**DIRECTIONS FOR THIS TASK:** Could you carry the reader comments on Jane Harper's The Lost Man forward from their last sentence?

At the core of the novel is the question of how a person's family history may affect their actions later in life:
The plot delves into how our childhoods define our family situations in the present (Mary O). The generational effects of living in a dysfunctional family and other events of the past influence how each character reacts to Cameron's death (Shirley T). I was reminded that we all carry our pasts with us, and that some are more successful in moving forward than others (Gina T).

Many reviewers mentioned Harper's writing skill:
The author has a talent for describing people and locations in such a way that one gets inside the heads of her flawed, and so very human characters (Sue P). They're very well developed, as is the plot. The sense of place is palpable, and the resolution, when it finally comes, is satisfying and believable (Terri O). Harper really deserves credit for building suspense. Atmospheric, anxious, ghostly, foreboding and fulfilling…this story checks a lot of boxes (Linda H).

The Lost Man compared favorably to Harper's previous books:
I thought The Lost Man was a wonderful book and enjoyed it even more than Jane Harper's previous novels featuring Aaron Falk (Randi H). Although I was not a big fan of The Dry, I chose this based on the fact that it was a standalone and had some great advance buzz. To my mind, this book is MUCH better than her debut novel, with a greater emphasis on the characters, and less on the detective work (Jill S). Harper is a great storyteller, and I enjoyed her other two books, but somehow this one resonated more with me (Linda S). This was very different from Harper's first book, which I realized received rave reviews despite my less than enthusiastic opinion of it. This book on the other hand was terrific (Barry E).

As with Harper's previous works, the action is set in the Australian Outback:
Harper's images of the dry, vast Outback will leave you thirsty! (Diane D). She does an amazing job of describing the rugged—almost alien—terrain, as well as its impact on the people who live there (Deborah C). The lonely, desolate landscape mirrors the characters' lives and actions perfectly (Nikki M). The Australian Outback becomes a character itself; the descriptions of the environment bring an extra layer of bleakness and urgency to the story that keeps the pages turning faster and faster (Betsy H).

**PROVIDED DATA:**
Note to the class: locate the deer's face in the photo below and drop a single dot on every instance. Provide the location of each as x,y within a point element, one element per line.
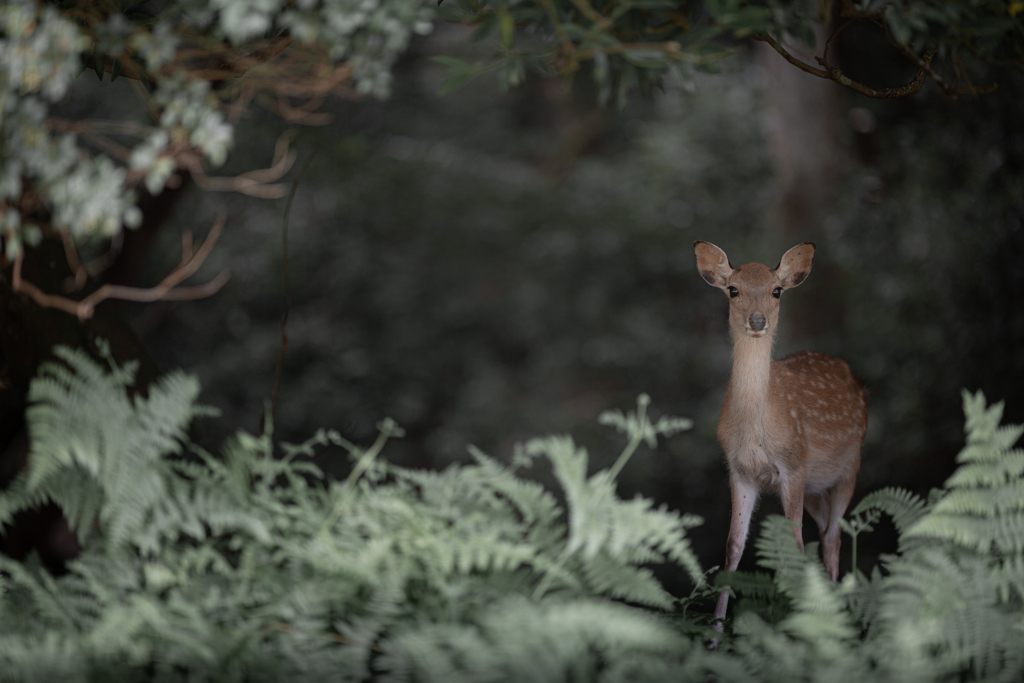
<point>755,290</point>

**RESULT OF THIS EXERCISE:**
A few of our readers found the pacing problematic:
I thought this was a rather slow-moving mystery. I got impatient with trying to figure out what the crime was really about (Sara P). I felt like I was slogging through the mud for the first 50 pages (Richard N).

Most, however, thought it was a fast read:
Like Harper's first two books, The Lost Man seizes the reader's interest and doesn't let up until the final page (Sheryl M). I read this in one sitting, forgoing dinner and sleep to find out what secrets were hidden in this family (Elizabeth S). A page-turner that I did not want to put down! (Mary O). I think this book will end up being one of my year's favorites (Frances N).

The Lost Man is recommended by our First Impressions Reviewers to a wide audience:
Strong characters, riveting plot and an honest look at life in the Australian Outback make it easy to give this book a 5-star endorsement (Norman G). I would highly recommend it to anyone who enjoys a suspenseful tale, well-told (Linda S). I thoroughly enjoyed it and would suggest it to anyone who enjoys layered family dramas and slow-burning mysteries (Terri O). It would be a great basis for a stimulating book club discussion (Joan B). I thoroughly enjoyed it and cannot wait to see what she does next! (Meara C).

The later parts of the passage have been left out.